What we can -- and should -- learn from Baltimore

baltimore sandtown
A memorial for Freddie Gray in Baltimore's Sandtown neighborhood.

Freddie Gray's death in Baltimore police custody ignited a firestorm.

For some observers of the tragedy, it is viewed as an inevitable byproduct of years of disinvestment in an inner-city neighborhood. But the facts are quite different.

Starting in the early 1990s, government and private-sector players came together and invested more than $130 million in an effort to revitalize Freddie Gray's Sandtown community.

Despite those efforts, Sandtown's poverty rate today is more than double the national average; unemployment is almost four times higher; and rates of incarceration and arrest, child mortality and teen birth are depressingly high. We further dishonor the death of Freddie Gray if we don't make sure that the lessons learned from that investment inform local, state and federal policy and practice much more than they have to date.

Lesson: Stop investing more in fixing real estate than creating opportunity

A lot of money was spent on revitalizing real estate in the neighborhood, while the citywide systems that kept people poor and without hope continued to fail.

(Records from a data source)
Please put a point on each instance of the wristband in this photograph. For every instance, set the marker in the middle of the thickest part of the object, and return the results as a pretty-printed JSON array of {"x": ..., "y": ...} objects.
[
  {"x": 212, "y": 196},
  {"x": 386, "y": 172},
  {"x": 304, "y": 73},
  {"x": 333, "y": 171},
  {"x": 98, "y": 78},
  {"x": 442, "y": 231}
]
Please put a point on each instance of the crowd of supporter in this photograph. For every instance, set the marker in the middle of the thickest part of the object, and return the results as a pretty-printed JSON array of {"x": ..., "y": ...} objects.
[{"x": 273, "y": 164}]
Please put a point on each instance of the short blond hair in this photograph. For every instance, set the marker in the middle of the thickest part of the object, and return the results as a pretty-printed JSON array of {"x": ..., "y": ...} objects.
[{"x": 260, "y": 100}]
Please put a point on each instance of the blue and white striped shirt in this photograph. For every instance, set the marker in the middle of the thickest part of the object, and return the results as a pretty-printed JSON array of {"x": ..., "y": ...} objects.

§ **What you should do**: Could you write what comes next in the text on lessons from Baltimore's Sandtown investment, picking up after its last sentence? These records have no connection to the text.

§ **Output below**:
For example, we know that a person graduating college makes $1 million more in a lifetime than a person without a high school degree. Yet in Baltimore then, as in so many cities still today, we spend billions of dollars on public education that doesn't prepare those like Freddie Gray for success.

For real success, we need almost every actor in the system to admit that they are failing our kids and have been for generations. That's why I'm encouraged by the more than 60 cities in the StriveTogether network, where public, private and philanthropic leaders are publicly holding themselves accountable for real change, from cradle to career.

Related: Where poor kids stay poor

In Cincinnati, they just issued a public "report card" showing that they are getting better results across the board. They also have the courage to pull out data by race so they make sure that improvements are impacting those historically most left behind.

Lesson: We can't rely on superhero leaders to fix the problem

Transforming communities like Sandtown takes time. It requires a resilient and sustainable "civic infrastructure," including public, private, philanthropic and nonprofit leaders who distribute responsibility so their efforts can survive the inevitable turnover by mayors, superintendents, university presidents and others.

There is no better example of this dynamic than Detroit. With the government in disarray, local philanthropy and business leaders have shared the leadership for more than a decade, making investments that now position the city to take advantage of its fresh start.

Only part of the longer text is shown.